• _Records provided_
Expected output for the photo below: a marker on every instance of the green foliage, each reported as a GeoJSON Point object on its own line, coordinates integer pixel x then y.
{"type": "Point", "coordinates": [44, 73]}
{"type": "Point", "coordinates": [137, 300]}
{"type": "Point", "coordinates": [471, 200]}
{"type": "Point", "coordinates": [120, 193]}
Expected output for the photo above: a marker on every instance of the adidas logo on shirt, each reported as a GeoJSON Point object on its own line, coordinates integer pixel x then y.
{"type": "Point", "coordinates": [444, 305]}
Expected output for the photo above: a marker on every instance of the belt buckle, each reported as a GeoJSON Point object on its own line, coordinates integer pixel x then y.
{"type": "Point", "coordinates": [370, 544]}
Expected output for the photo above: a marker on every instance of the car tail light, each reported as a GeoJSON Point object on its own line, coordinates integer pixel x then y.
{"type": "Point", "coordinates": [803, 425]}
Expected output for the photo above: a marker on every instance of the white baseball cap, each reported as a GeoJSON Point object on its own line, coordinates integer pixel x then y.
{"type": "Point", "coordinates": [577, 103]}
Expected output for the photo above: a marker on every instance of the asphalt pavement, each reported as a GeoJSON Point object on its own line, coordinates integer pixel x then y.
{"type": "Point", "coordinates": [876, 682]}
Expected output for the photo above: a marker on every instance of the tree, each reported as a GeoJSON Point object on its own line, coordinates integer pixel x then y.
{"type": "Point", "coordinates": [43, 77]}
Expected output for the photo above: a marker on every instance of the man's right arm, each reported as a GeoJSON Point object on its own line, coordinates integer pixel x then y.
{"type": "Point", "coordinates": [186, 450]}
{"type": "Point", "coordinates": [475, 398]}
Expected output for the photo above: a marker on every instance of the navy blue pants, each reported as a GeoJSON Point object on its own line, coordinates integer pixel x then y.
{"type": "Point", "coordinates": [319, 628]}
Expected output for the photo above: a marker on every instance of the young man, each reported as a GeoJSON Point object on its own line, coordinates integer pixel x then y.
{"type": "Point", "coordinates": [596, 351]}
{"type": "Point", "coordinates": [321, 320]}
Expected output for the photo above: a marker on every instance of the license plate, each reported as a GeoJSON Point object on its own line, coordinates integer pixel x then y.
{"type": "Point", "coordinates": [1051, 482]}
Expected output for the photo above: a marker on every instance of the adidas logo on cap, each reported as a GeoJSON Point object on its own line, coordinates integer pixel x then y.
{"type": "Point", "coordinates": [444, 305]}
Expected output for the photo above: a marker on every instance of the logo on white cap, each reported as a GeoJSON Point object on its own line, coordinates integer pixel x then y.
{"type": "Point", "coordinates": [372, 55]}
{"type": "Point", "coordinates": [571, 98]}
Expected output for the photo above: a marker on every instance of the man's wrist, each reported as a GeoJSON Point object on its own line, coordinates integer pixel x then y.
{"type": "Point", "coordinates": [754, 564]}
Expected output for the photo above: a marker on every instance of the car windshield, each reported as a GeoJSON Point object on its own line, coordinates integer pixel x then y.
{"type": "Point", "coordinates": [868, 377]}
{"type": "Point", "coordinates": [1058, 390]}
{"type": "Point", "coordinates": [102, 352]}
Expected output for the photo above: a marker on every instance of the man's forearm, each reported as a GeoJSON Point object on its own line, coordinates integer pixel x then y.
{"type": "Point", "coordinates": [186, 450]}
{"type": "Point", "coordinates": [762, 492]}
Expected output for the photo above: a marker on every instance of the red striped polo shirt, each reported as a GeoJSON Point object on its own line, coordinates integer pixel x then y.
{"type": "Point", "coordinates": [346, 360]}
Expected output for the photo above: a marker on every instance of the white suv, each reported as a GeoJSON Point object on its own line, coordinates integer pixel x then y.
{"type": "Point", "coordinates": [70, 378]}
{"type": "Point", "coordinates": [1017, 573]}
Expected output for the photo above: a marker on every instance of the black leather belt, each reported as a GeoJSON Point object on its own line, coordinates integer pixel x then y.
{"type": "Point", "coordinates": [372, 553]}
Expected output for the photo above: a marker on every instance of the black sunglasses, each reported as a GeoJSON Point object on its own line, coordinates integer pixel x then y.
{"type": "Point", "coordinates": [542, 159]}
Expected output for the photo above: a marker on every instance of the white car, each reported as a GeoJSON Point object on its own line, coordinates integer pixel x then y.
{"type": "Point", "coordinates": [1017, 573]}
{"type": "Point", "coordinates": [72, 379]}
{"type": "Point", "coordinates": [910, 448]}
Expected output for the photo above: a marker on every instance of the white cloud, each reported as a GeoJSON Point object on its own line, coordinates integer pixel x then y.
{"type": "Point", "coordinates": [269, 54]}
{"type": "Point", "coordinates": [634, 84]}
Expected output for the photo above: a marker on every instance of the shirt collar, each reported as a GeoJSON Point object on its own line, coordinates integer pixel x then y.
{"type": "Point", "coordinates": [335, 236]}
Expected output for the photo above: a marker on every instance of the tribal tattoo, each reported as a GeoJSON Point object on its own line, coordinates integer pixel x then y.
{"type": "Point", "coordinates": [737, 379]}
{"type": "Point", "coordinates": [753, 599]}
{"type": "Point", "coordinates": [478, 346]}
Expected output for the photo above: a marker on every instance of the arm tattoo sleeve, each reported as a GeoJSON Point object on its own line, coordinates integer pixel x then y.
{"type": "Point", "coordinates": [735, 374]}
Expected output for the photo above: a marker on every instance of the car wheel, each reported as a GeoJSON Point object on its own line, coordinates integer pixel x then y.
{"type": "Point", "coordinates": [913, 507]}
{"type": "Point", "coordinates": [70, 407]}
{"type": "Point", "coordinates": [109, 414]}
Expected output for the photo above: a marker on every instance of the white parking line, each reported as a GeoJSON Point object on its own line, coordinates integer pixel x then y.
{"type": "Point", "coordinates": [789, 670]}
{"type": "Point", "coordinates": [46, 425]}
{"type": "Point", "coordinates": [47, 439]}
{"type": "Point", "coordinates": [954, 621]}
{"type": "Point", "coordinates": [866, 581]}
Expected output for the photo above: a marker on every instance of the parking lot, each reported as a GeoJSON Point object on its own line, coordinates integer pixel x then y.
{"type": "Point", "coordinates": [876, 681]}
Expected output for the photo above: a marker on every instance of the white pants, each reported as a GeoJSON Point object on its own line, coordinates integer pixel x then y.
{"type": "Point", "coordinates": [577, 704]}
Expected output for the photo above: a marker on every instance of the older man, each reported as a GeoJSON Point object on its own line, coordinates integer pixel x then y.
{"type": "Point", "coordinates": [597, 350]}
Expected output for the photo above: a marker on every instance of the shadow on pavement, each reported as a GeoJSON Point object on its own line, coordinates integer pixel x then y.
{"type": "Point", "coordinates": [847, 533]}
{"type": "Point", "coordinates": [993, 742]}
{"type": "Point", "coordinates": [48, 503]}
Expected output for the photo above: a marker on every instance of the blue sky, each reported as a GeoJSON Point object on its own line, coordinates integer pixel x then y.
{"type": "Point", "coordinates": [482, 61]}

• _Work to complete_
Retype the listing. Match it exactly.

• _Result below_
Expected output for the photo below: a marker on every instance of the green foliage, each reported as a GeoJSON Point object on its own line, coordinates integer pixel x then y.
{"type": "Point", "coordinates": [44, 73]}
{"type": "Point", "coordinates": [137, 300]}
{"type": "Point", "coordinates": [471, 200]}
{"type": "Point", "coordinates": [120, 193]}
Expected output for the photo above: a marker on every instance of the adidas logo on shirt, each reported as a GeoJSON Point object on its own line, coordinates integer pixel x then y.
{"type": "Point", "coordinates": [444, 305]}
Expected output for the photo above: a marker on every instance of the belt buckle, each reported as a GeoJSON Point object on its own line, coordinates integer pixel x then y.
{"type": "Point", "coordinates": [370, 544]}
Expected output for the photo above: a marker on every instance of the car tail light, each reported as a GeoJSON Point object on its own line, coordinates integer pixel x then y.
{"type": "Point", "coordinates": [803, 425]}
Expected output for the photo above: a marker on every instance of the white baseball cap, each reported as a GeoJSON Point object on its own line, coordinates integer pixel x then y.
{"type": "Point", "coordinates": [577, 103]}
Expected output for the photo above: a marker on every instance of the asphalt pavement, each reported as a GeoJSON Point object on its own line, coordinates integer pixel x then y.
{"type": "Point", "coordinates": [876, 682]}
Expected output for the photo above: a marker on every instance of the tree, each reported as a GeoJSON Point object on its own line, coordinates integer pixel x then y.
{"type": "Point", "coordinates": [43, 77]}
Expected output for the photo above: a marker on every instance of the man's right arm, each reported as a GeoJSON Point object on its own line, coordinates integer pixel x then y.
{"type": "Point", "coordinates": [186, 450]}
{"type": "Point", "coordinates": [475, 398]}
Expected output for the photo above: a marker on every instance of the navy blue pants, each reported as a GeoJSON Point object on its own line, coordinates integer pixel x then y.
{"type": "Point", "coordinates": [319, 628]}
Expected output for the photo above: a marker on every instance of the young man, each reported as a GeoJSON Point object on its own line, coordinates integer pixel x then y.
{"type": "Point", "coordinates": [596, 351]}
{"type": "Point", "coordinates": [321, 320]}
Expected output for the photo above: a marker on every instance of the license plate, each reported as a GeoJSON Point object on its own line, coordinates integer pixel x then y.
{"type": "Point", "coordinates": [1051, 482]}
Expected output for the photo above: a marker on every instance of the adidas logo on cap, each reported as a GeoJSON Point object on its own line, coordinates integer pixel x then y.
{"type": "Point", "coordinates": [444, 305]}
Expected output for the photo above: a marker on every instance of the logo on white cap, each reported as a GeoJSON Point object on its own line, coordinates integer pixel x then y.
{"type": "Point", "coordinates": [372, 55]}
{"type": "Point", "coordinates": [571, 98]}
Expected output for the photo above: a marker on every instance of the man's wrist, each reported as a GeoJSON Point object on its own line, coordinates integer pixel x then y.
{"type": "Point", "coordinates": [754, 564]}
Expected output for the photo above: a marker on every instance of the car windshield, each reported as a GeoJSON Point object on its own line, coordinates integer pixel x then y.
{"type": "Point", "coordinates": [868, 377]}
{"type": "Point", "coordinates": [1058, 390]}
{"type": "Point", "coordinates": [102, 352]}
Expected output for the photo above: a marker on every instance of the man's forearm, each reported as a GeoJSON Point object on its own line, coordinates integer pixel x then y.
{"type": "Point", "coordinates": [186, 450]}
{"type": "Point", "coordinates": [762, 492]}
Expected output for the photo above: a marker on every instance of the red striped polo shirt, each reported as a GeoJSON Point object on its own line, coordinates integer pixel x then y.
{"type": "Point", "coordinates": [346, 360]}
Expected output for the photo above: a marker on every instance of the white suv, each reported as a GeoJSON Point object on its own line, coordinates integer pixel x then y.
{"type": "Point", "coordinates": [70, 378]}
{"type": "Point", "coordinates": [1017, 573]}
Expected output for the photo above: a marker on every instance of the black leather belt, each reported as a GeoJSON Point object on its own line, coordinates integer pixel x then y.
{"type": "Point", "coordinates": [372, 553]}
Expected output for the photo above: a marker on every instance of the black sunglasses, each reported as a GeoJSON Point object on its own line, coordinates integer pixel x then y.
{"type": "Point", "coordinates": [542, 159]}
Expected output for the photo above: a marker on every instance of the white car, each reported as a GeoJSON Point object on its own line, coordinates integer pixel x then y.
{"type": "Point", "coordinates": [1017, 573]}
{"type": "Point", "coordinates": [72, 379]}
{"type": "Point", "coordinates": [910, 448]}
Expected output for the photo above: a marker on every instance of the white cloud, each reported as a GeoJSON Point object on its own line, coordinates integer pixel x then y.
{"type": "Point", "coordinates": [269, 54]}
{"type": "Point", "coordinates": [634, 84]}
Expected output for the photo above: a marker on every instance of the shirt collar, each reported as a GeoJSON Point object on its own line, coordinates integer pixel x then y.
{"type": "Point", "coordinates": [335, 236]}
Expected output for the photo above: a marker on every instance of the tribal tattoo, each reported as a GeoJSON Point object on its own line, coordinates integer pixel x then y.
{"type": "Point", "coordinates": [737, 379]}
{"type": "Point", "coordinates": [753, 599]}
{"type": "Point", "coordinates": [478, 346]}
Expected output for the photo above: a marker on every instance of the arm tattoo sleeve, each reported as a GeoJSON Point object on its own line, coordinates integer pixel x then y.
{"type": "Point", "coordinates": [735, 374]}
Expected output for the photo above: a marker on every instance of the car wheel, each reported as a GeoJSON Point object on its own line, coordinates integer pixel x then y.
{"type": "Point", "coordinates": [913, 507]}
{"type": "Point", "coordinates": [70, 407]}
{"type": "Point", "coordinates": [109, 414]}
Expected output for the photo above: a marker on every instance of the white parking line, each reported as a GeoJSON Point object on its own line, coordinates integer pixel x then y.
{"type": "Point", "coordinates": [789, 670]}
{"type": "Point", "coordinates": [46, 425]}
{"type": "Point", "coordinates": [47, 439]}
{"type": "Point", "coordinates": [954, 621]}
{"type": "Point", "coordinates": [866, 581]}
Expected output for the photo above: a marker on every instance of the parking lot, each reported as a GeoJSON Point object on its own line, coordinates integer pixel x then y.
{"type": "Point", "coordinates": [876, 681]}
Expected output for the photo above: a marker on every instance of the white pants, each reported as a GeoJSON Point object on its own line, coordinates integer pixel x then y.
{"type": "Point", "coordinates": [577, 704]}
Expected output for the photo above: a marker on every instance of the older man, each reported as a GeoJSON Point object on its own line, coordinates integer pixel x then y.
{"type": "Point", "coordinates": [597, 350]}
Expected output for the photo above: a marker on every instance of the shadow on pavement, each reported as a GeoJSON Point object on its own line, coordinates integer pixel x then y.
{"type": "Point", "coordinates": [847, 533]}
{"type": "Point", "coordinates": [993, 742]}
{"type": "Point", "coordinates": [48, 503]}
Expected output for the photo above: a marker on every instance of the blue sky, each reported as a GeoJSON Point object on its own line, coordinates integer pixel x then y.
{"type": "Point", "coordinates": [482, 61]}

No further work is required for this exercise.